Object pointing dataset rows
-----

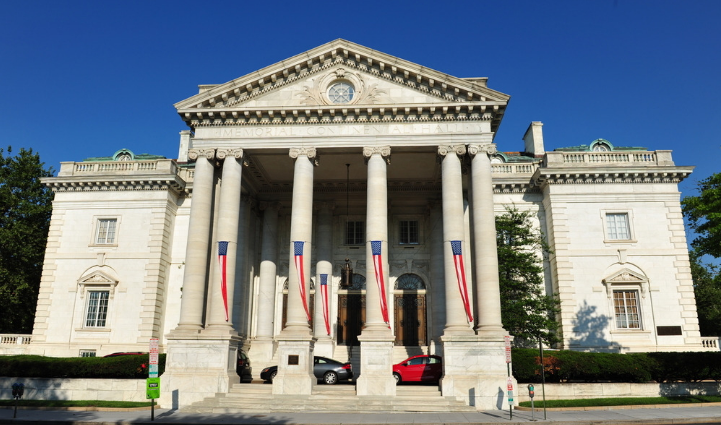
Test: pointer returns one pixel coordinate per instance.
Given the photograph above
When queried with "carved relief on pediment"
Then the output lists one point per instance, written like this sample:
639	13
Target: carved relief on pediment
364	92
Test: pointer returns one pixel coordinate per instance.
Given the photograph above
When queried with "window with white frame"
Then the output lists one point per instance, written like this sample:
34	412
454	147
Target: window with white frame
617	227
626	309
96	311
409	234
355	233
106	230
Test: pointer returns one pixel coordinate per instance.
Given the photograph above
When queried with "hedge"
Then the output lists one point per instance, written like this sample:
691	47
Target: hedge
119	367
577	366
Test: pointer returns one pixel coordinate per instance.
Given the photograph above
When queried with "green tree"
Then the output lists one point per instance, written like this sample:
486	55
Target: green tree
707	289
527	313
25	208
703	213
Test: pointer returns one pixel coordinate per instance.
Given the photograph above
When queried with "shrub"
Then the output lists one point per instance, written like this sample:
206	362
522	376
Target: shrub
120	367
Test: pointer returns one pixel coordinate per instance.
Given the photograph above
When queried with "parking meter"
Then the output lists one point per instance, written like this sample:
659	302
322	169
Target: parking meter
18	390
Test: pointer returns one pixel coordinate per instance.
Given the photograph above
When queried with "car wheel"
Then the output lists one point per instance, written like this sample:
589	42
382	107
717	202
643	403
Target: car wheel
330	378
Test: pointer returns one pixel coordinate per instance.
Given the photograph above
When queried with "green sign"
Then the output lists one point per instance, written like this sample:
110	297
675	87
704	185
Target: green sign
152	389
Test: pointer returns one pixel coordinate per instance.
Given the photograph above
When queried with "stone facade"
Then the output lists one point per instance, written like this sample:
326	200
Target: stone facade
404	163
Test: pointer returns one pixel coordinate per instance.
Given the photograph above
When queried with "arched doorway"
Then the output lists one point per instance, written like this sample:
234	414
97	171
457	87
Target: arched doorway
311	301
410	310
351	311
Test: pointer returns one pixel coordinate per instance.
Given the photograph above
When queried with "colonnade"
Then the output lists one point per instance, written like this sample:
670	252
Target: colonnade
457	308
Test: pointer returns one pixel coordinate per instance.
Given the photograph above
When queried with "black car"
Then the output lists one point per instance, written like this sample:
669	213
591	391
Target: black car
329	370
242	368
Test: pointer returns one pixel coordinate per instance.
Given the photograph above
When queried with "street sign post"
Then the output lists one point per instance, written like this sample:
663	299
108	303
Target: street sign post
152	388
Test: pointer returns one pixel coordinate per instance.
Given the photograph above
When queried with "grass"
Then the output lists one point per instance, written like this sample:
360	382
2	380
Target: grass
76	403
623	401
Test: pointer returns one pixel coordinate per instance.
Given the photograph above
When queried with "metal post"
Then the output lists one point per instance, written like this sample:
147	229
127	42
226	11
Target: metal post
543	378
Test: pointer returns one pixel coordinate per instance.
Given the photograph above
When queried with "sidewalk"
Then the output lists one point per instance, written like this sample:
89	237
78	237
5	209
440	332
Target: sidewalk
676	415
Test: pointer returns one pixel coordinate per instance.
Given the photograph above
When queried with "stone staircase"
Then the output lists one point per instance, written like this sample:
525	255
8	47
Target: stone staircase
342	398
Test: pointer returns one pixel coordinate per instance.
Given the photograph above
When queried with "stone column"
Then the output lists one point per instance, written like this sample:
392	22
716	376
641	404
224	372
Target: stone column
457	320
227	234
261	351
438	303
488	296
295	344
196	252
376	338
324	266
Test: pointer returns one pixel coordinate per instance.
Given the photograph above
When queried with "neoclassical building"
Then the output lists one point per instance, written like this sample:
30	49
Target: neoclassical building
342	158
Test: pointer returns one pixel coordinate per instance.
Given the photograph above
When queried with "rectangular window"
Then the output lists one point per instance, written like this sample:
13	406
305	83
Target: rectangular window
106	231
355	233
617	226
409	232
625	305
97	310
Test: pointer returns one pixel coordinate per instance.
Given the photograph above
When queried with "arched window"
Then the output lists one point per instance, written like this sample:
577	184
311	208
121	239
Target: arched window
410	281
358	283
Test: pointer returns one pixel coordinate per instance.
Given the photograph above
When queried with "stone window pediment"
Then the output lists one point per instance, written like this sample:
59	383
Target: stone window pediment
626	278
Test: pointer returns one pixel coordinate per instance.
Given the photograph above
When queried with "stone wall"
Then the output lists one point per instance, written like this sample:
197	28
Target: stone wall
615	389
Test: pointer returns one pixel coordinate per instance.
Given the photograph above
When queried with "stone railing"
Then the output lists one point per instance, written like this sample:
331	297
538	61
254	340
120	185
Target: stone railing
15	339
710	343
78	169
502	169
596	159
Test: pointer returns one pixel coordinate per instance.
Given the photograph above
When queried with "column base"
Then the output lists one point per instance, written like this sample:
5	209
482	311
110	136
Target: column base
261	353
298	378
197	368
376	369
475	369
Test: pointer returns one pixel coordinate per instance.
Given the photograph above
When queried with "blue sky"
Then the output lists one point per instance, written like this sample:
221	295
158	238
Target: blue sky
86	78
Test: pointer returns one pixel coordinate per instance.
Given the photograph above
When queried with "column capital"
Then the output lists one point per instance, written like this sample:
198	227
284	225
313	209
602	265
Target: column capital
193	154
487	148
384	151
444	150
308	152
223	153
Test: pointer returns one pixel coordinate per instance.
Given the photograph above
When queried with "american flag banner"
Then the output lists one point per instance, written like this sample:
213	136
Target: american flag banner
298	255
324	296
223	264
456	246
376	248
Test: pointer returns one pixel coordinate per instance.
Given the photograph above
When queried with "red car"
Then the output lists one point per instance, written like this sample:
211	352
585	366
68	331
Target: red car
423	368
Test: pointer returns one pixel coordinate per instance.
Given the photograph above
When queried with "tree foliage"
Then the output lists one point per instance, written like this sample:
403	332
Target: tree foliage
25	208
703	213
527	313
707	289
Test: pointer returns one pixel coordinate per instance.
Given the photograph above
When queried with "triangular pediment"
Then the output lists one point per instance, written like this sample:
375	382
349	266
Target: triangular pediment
303	81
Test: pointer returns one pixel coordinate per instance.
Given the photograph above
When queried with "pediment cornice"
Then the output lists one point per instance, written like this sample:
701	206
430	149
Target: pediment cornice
652	174
456	98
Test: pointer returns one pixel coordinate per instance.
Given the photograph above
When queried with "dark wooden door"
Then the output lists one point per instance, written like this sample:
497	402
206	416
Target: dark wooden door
351	318
410	314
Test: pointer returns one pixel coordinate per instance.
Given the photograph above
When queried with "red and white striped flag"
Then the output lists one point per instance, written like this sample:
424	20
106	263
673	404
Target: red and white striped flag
461	276
376	248
223	264
324	296
298	254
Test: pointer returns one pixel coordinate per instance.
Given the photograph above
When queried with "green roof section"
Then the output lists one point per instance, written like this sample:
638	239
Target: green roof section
600	145
125	155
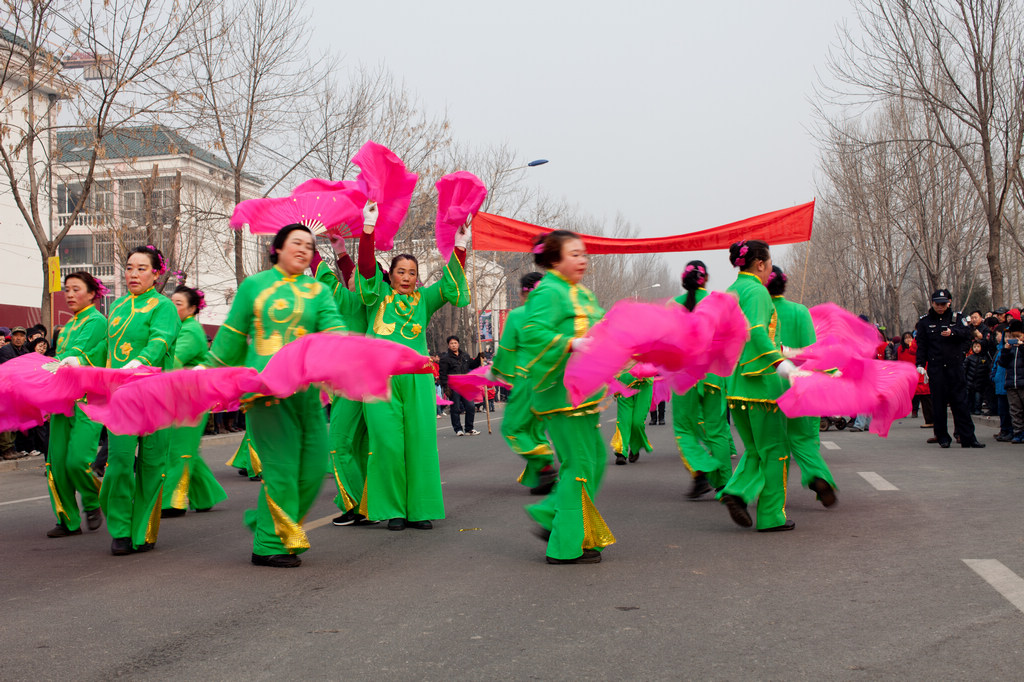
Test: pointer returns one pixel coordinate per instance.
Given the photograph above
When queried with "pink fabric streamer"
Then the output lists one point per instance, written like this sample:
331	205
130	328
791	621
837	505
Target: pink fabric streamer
365	375
174	398
351	223
683	345
383	178
471	385
32	386
266	216
460	195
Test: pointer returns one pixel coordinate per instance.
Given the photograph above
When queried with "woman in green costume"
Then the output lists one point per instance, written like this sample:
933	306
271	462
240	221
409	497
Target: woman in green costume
698	416
347	434
74	439
559	312
796	330
753	390
288	435
631	418
189	481
142	328
403	482
522	431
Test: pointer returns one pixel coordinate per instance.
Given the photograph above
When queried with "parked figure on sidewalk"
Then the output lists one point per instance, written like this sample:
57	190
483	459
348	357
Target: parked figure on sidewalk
942	336
74	439
1012	360
455	360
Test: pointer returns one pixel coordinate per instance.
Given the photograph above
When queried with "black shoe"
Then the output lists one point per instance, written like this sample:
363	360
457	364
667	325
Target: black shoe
60	530
589	556
276	560
121	546
788	525
93	518
737	510
545	486
825	493
700	486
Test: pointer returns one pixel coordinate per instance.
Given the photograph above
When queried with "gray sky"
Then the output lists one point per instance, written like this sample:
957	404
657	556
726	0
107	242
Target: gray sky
681	116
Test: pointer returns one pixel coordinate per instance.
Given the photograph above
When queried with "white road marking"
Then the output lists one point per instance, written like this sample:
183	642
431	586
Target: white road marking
14	502
1006	582
878	481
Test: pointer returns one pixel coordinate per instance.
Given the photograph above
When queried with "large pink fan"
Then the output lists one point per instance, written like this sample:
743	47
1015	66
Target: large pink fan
327	210
356	367
32	386
460	195
174	398
383	178
471	385
351	224
864	386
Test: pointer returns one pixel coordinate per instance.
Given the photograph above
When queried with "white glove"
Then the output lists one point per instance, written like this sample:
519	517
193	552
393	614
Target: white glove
462	238
785	369
581	344
370	214
337	243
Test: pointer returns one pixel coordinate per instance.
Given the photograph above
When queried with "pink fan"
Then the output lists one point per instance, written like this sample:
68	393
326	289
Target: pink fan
321	211
471	385
174	398
460	195
351	224
364	374
383	178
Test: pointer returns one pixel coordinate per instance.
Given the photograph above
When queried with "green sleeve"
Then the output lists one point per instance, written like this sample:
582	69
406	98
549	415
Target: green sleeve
508	346
190	348
328	318
231	343
164	326
545	348
760	354
90	343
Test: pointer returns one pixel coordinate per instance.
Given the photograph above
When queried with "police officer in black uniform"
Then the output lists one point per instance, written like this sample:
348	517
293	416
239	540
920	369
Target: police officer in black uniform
942	340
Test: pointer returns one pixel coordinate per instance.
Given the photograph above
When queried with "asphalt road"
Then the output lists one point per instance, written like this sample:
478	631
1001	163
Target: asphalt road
879	587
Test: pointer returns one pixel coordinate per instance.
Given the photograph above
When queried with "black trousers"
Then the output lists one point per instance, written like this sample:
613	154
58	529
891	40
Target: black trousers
460	405
948	388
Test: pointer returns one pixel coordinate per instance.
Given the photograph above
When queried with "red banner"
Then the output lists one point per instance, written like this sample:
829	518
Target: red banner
495	232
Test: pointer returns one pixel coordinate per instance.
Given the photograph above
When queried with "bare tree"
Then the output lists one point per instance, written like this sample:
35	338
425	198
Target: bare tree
961	60
125	47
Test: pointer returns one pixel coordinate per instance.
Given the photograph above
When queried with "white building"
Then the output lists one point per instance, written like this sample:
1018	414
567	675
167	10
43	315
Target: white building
154	186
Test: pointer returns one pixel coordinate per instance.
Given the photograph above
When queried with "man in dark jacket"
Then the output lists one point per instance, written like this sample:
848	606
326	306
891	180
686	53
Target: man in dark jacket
942	339
456	361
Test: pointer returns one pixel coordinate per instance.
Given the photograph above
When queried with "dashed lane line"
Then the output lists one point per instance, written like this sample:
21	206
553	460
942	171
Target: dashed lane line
878	481
1006	582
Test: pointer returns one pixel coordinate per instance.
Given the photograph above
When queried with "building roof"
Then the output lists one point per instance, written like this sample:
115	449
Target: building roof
148	140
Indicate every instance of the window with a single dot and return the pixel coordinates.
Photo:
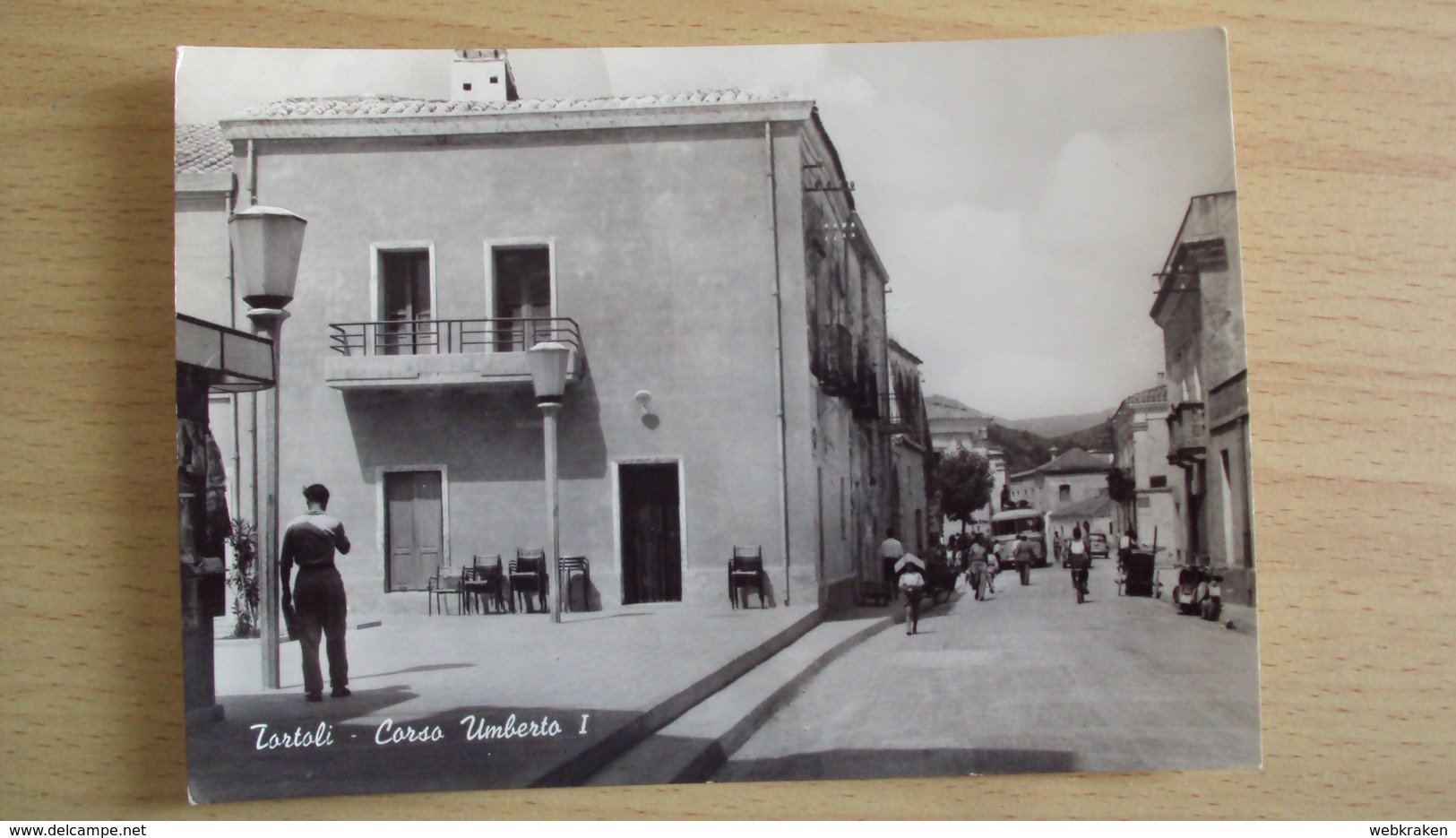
(405, 302)
(521, 293)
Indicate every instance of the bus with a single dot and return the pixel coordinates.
(1009, 523)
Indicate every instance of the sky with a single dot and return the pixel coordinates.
(1021, 193)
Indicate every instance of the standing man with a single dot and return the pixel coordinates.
(1025, 554)
(310, 541)
(890, 553)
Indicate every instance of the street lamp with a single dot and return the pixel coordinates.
(547, 365)
(267, 244)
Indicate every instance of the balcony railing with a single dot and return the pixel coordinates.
(1187, 428)
(836, 360)
(892, 417)
(478, 353)
(450, 337)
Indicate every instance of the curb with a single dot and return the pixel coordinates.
(694, 747)
(580, 768)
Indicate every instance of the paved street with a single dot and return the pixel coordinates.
(1027, 681)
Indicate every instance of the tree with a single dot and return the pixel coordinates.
(964, 483)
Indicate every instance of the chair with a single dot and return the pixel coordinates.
(442, 586)
(565, 567)
(874, 592)
(528, 576)
(485, 584)
(745, 570)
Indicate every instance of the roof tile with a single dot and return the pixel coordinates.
(200, 149)
(373, 105)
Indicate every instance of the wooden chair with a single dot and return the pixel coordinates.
(485, 584)
(565, 567)
(745, 570)
(528, 576)
(440, 588)
(874, 592)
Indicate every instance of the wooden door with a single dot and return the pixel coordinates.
(414, 528)
(651, 533)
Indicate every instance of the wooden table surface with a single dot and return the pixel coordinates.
(1344, 123)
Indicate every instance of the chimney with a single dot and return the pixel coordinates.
(481, 76)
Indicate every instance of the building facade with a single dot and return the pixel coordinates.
(1200, 309)
(1141, 428)
(1060, 481)
(912, 458)
(701, 255)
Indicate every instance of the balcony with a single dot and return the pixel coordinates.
(1187, 432)
(443, 353)
(834, 360)
(892, 417)
(866, 395)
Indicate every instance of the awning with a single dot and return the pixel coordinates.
(235, 362)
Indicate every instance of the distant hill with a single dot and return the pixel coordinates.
(1095, 437)
(945, 407)
(1025, 451)
(1053, 428)
(1027, 444)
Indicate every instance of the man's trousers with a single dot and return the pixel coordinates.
(318, 598)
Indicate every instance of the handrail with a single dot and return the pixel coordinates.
(450, 335)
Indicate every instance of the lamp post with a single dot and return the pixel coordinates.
(547, 363)
(267, 244)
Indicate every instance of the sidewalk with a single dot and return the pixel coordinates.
(596, 686)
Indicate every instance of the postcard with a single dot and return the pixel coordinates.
(601, 417)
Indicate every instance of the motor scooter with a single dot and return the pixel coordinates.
(1199, 592)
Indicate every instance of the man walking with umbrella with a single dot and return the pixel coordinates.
(910, 579)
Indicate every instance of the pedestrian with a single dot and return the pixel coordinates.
(910, 579)
(321, 608)
(1124, 549)
(1079, 558)
(890, 553)
(1025, 554)
(978, 573)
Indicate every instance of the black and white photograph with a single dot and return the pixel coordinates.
(648, 416)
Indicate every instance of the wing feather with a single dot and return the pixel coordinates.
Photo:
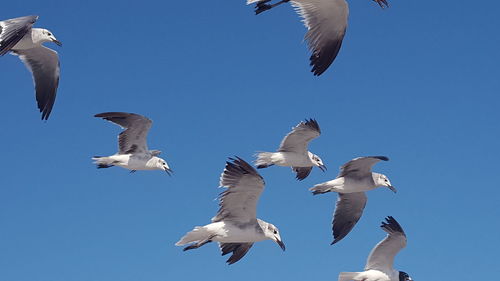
(238, 202)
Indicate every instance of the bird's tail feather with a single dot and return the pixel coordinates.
(199, 233)
(320, 189)
(264, 160)
(348, 276)
(103, 162)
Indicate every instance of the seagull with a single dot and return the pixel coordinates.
(326, 22)
(19, 38)
(380, 261)
(133, 153)
(235, 226)
(354, 179)
(293, 151)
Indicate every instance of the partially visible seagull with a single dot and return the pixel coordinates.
(326, 22)
(354, 179)
(18, 37)
(236, 226)
(293, 151)
(381, 259)
(133, 153)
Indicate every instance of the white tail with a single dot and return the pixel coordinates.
(199, 233)
(264, 159)
(348, 276)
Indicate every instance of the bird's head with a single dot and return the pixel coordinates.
(162, 165)
(382, 180)
(47, 36)
(317, 161)
(403, 276)
(273, 233)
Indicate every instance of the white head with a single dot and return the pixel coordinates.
(382, 180)
(272, 233)
(317, 161)
(41, 35)
(160, 164)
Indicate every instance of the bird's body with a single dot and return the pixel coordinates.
(133, 153)
(19, 38)
(235, 226)
(379, 266)
(326, 22)
(293, 151)
(354, 179)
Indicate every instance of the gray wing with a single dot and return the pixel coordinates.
(302, 172)
(360, 167)
(300, 136)
(348, 211)
(13, 30)
(326, 22)
(44, 65)
(238, 202)
(133, 138)
(239, 250)
(382, 256)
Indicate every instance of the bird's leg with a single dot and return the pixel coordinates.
(262, 6)
(382, 3)
(199, 244)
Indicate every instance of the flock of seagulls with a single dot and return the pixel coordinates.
(236, 227)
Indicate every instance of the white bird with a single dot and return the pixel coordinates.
(293, 151)
(18, 37)
(236, 226)
(354, 179)
(379, 266)
(133, 153)
(326, 22)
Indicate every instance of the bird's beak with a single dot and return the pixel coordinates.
(169, 171)
(322, 168)
(282, 245)
(58, 43)
(382, 3)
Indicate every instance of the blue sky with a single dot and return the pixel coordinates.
(417, 82)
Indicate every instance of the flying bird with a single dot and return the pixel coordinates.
(326, 22)
(19, 38)
(133, 153)
(379, 266)
(354, 179)
(236, 226)
(293, 151)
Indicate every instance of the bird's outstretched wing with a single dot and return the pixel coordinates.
(238, 203)
(348, 211)
(300, 136)
(44, 65)
(360, 167)
(326, 23)
(382, 256)
(133, 138)
(13, 30)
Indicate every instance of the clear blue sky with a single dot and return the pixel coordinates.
(418, 82)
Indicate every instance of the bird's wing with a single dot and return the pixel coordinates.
(298, 139)
(348, 211)
(326, 22)
(133, 138)
(360, 167)
(238, 202)
(239, 250)
(13, 30)
(382, 256)
(44, 65)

-----

WHAT TO WORK ON → Give back exactly the lines from the one containing "Indicate every instance of the blue" to the end of the material, both ends included.

WRITTEN ANSWER →
Indicate every instance of the blue sky with a single dot and return the pixel coordinates.
(417, 82)
Indicate every instance of the flying bird with a single dot and return the pixel coordinates.
(326, 22)
(19, 38)
(133, 153)
(379, 266)
(354, 179)
(236, 226)
(293, 151)
Indicate every instance of the bird's outstretched wing with a single dot and return the pixel coordinates.
(238, 203)
(348, 211)
(300, 136)
(44, 65)
(360, 167)
(326, 23)
(382, 256)
(133, 138)
(13, 30)
Indicate every instance of the clear blue sky with a single dot and return the pixel coordinates.
(418, 82)
Indicate every instance of the bird's wing with a single dot and return the pixel coordinates.
(298, 139)
(348, 211)
(326, 22)
(133, 138)
(360, 167)
(238, 202)
(239, 250)
(13, 30)
(382, 256)
(44, 65)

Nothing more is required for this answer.